### Prompt
From the data below, retype exactly the lines starting with the one that contains "Format sample: x=466, y=284" and ending with the one that contains "Target: helmet vent", both included.

*** Opening of Data for processing ***

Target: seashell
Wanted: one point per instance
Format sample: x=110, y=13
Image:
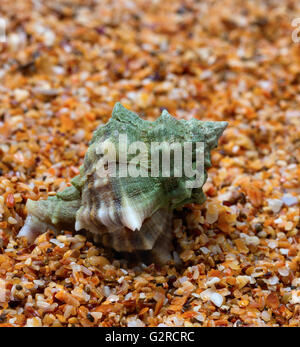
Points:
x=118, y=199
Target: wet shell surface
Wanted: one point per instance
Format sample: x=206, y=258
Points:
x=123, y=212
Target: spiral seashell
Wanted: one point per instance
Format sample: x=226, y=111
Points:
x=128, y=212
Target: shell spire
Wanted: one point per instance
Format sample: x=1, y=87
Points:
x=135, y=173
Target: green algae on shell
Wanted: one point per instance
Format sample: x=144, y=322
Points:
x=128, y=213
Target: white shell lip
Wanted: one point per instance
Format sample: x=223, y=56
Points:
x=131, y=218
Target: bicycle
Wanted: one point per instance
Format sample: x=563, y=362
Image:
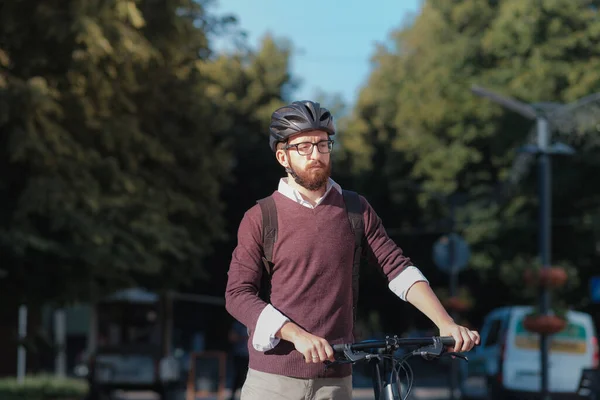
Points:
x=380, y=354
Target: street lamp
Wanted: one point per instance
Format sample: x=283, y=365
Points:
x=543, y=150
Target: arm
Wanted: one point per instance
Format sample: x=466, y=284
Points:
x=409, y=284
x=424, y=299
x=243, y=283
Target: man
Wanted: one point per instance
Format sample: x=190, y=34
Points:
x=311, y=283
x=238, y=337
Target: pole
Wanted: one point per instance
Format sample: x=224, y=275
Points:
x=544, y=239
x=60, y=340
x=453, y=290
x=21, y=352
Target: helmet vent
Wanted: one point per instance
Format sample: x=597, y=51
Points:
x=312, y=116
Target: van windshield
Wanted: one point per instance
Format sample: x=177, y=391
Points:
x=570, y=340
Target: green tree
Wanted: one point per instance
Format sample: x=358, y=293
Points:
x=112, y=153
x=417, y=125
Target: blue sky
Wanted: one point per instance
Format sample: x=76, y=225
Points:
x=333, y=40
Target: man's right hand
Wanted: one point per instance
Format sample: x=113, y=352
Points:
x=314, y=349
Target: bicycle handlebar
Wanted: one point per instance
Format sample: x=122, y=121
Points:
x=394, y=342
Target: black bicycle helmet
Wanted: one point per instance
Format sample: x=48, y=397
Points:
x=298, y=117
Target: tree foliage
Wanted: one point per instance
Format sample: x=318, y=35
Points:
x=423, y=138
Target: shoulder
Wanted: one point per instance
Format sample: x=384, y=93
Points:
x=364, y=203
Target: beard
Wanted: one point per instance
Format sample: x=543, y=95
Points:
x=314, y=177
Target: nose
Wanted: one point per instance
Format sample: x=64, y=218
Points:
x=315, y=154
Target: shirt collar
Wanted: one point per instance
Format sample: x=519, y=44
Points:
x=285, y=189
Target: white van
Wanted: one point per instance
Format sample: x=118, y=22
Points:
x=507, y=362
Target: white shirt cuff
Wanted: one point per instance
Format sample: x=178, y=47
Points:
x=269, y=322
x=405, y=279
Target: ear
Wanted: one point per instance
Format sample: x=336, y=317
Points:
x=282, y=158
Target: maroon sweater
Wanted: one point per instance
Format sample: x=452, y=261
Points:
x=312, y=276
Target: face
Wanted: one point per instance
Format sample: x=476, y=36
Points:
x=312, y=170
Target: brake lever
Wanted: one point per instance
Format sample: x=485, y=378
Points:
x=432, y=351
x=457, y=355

*** Close of Data for processing ***
*** Opening of Data for processing ***

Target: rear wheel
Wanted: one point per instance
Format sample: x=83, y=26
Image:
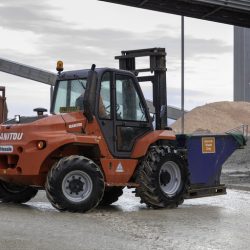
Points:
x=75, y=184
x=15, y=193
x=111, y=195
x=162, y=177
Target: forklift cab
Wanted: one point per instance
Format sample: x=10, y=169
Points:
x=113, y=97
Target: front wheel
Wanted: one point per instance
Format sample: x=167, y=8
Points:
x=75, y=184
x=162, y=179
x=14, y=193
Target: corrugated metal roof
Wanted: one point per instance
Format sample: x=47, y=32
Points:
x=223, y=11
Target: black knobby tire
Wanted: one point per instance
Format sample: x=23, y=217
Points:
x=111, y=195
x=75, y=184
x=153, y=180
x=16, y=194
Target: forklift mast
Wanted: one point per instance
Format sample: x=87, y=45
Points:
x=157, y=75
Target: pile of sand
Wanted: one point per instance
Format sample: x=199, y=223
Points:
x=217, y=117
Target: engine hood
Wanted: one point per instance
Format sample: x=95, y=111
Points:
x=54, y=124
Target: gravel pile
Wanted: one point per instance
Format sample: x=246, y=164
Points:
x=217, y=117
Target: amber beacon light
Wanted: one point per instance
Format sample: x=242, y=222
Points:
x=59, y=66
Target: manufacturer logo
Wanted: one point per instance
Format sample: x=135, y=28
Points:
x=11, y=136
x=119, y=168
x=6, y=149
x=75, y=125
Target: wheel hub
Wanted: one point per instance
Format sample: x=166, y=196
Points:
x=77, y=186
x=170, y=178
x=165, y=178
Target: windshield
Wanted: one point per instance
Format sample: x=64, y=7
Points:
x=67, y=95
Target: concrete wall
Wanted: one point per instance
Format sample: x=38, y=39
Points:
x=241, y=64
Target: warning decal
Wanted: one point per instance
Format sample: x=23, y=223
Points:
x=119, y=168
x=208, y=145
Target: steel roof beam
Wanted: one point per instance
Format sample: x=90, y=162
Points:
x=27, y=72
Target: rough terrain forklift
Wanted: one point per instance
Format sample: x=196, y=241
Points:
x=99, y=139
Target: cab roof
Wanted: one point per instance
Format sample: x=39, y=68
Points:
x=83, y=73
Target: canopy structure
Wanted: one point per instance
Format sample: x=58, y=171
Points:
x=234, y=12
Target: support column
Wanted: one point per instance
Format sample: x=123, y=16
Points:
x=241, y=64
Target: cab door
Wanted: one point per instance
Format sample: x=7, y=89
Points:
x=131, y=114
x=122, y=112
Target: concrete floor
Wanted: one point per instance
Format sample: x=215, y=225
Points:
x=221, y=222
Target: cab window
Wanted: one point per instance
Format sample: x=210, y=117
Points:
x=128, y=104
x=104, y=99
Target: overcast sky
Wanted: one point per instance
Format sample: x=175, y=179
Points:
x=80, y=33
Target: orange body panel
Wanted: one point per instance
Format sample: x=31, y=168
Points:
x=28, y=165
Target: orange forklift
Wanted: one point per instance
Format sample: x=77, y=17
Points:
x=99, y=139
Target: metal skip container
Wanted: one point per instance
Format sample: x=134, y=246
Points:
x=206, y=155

*** Close of Data for processing ***

### Problem solution
Format sample: x=466, y=284
Points:
x=409, y=284
x=424, y=299
x=243, y=283
Target: man
Wanted: one point per instance
Format sample: x=190, y=34
Points:
x=311, y=283
x=238, y=337
Target: pole
Wanted: one point per instance
Format sample: x=224, y=275
Points:
x=544, y=239
x=60, y=340
x=453, y=290
x=21, y=352
Target: helmet vent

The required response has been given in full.